--- Task statement ---
This exercise asks for the entries below to be printed exactly.

(Records for this task)

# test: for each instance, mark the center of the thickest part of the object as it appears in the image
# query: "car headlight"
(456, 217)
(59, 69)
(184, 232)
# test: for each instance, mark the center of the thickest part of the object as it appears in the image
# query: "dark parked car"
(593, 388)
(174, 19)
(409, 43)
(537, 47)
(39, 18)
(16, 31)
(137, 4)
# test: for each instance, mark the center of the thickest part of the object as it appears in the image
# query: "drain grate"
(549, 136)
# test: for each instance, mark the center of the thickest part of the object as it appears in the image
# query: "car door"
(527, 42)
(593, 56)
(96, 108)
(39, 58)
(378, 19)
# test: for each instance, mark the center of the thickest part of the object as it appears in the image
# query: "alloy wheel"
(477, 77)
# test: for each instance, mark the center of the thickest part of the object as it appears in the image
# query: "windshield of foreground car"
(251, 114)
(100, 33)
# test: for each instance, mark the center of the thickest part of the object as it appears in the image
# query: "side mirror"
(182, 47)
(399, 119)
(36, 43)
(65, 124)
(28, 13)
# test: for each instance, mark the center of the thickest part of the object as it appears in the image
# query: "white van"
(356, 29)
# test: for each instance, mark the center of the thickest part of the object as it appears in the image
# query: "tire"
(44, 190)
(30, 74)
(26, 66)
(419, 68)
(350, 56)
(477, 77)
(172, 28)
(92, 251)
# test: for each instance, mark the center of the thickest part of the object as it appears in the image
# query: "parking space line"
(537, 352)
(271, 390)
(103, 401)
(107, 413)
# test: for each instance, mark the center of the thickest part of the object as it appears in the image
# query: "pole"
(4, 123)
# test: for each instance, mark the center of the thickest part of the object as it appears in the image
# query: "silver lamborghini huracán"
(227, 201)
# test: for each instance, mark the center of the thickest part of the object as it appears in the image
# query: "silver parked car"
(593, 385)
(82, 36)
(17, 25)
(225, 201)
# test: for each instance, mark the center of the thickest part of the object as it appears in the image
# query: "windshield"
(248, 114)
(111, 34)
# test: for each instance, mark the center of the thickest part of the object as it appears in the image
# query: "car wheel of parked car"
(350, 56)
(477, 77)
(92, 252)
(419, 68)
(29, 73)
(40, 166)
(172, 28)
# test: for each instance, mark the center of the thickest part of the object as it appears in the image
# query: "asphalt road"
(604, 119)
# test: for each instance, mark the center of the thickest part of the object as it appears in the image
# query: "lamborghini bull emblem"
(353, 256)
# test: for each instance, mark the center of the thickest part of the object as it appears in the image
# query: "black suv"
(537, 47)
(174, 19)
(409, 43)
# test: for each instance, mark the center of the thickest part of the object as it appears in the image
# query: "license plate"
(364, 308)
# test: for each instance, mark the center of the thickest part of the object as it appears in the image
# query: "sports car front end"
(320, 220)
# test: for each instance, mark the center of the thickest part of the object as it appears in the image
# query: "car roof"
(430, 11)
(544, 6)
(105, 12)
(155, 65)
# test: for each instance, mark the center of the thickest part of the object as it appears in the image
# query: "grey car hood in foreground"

(End Records for this task)

--- Task solution ---
# test: for each instance, mark the center of the thickest part of the object as it appears in the image
# query: "car headlight"
(456, 217)
(59, 69)
(184, 232)
# test: for each instance, mark the center of the thickest part of the object as it appears in the image
# query: "dark parked car"
(593, 388)
(174, 19)
(409, 43)
(537, 47)
(39, 18)
(16, 31)
(137, 4)
# test: for each instance, mark the center of the thickest part of the object as it appears in the image
# query: "drain grate"
(549, 136)
# test: for each instance, mark the center of the thickest part of the object as it appears in the image
# query: "car door"
(527, 42)
(593, 56)
(96, 108)
(39, 58)
(378, 19)
# test: for each instance, mark the center of the thickest part of the object as it appears in the image
# query: "alloy wheel"
(477, 77)
# test: for each instance, mark the center of the thickest part of the object as it appears in the image
# query: "windshield of foreground car"
(251, 114)
(100, 33)
# test: for each instance, mark the center of the thickest part of the object as it appears in the image
# query: "side mirror"
(182, 47)
(399, 119)
(36, 43)
(65, 124)
(28, 13)
# test: for each instance, mark the center of the thickest part of the object as it appears in the image
# query: "white van"
(356, 29)
# test: for each instance, mark the center of the thickest part of the object as it appears in the image
# query: "tire"
(44, 190)
(30, 74)
(26, 66)
(419, 68)
(350, 56)
(477, 77)
(172, 28)
(92, 251)
# test: for each instance, mark the center of the thickest part of the object as it appears in the image
# query: "parking space line"
(537, 352)
(271, 390)
(103, 401)
(107, 413)
# test: for each instance, mark the center of the thickest part of the object as it appears in the image
# query: "pole"
(4, 123)
# test: for each instance, mark the center of the thickest part of the object as it appears in the image
# query: "silver lamborghini huracán"
(227, 201)
# test: for each instance, mark the center of the thickest part of the object as it appears in the image
# query: "silver parked car"
(593, 385)
(82, 36)
(17, 25)
(225, 201)
# test: for each instance, mark the center of the thickest part of the object as it appears in the image
# query: "windshield"
(248, 114)
(111, 34)
# test: for each instance, mark the center of the thickest part of the object as it appears in the image
# query: "car wheel of parked car"
(350, 56)
(477, 77)
(92, 252)
(419, 68)
(29, 73)
(40, 166)
(172, 28)
# test: for each instance, mark the center of the thickest part of the object as it appears in the image
# query: "asphalt road"
(604, 119)
# test: for each instance, mark the center of the thickest part of the object as it appears in the image
# query: "lamborghini bull emblem"
(353, 256)
# test: for each instance, mark the center of the thickest part of the object as it appears in the image
# query: "black suv"
(537, 47)
(174, 19)
(409, 43)
# test: for each instance, mark the center of the thickest part of the object as it appears in the image
# query: "license plate"
(364, 308)
# test: for each instance, mark the center of the thickest part of the object as it appears in the image
# query: "sports car front end"
(320, 220)
# test: for each instance, mark the center of the thickest part of the object as it appears in the image
# query: "car roof"
(430, 11)
(544, 6)
(105, 12)
(155, 65)
# test: for each instance, mark the center of the thickest part of the object as it appears in the image
# query: "grey car hood in foreground"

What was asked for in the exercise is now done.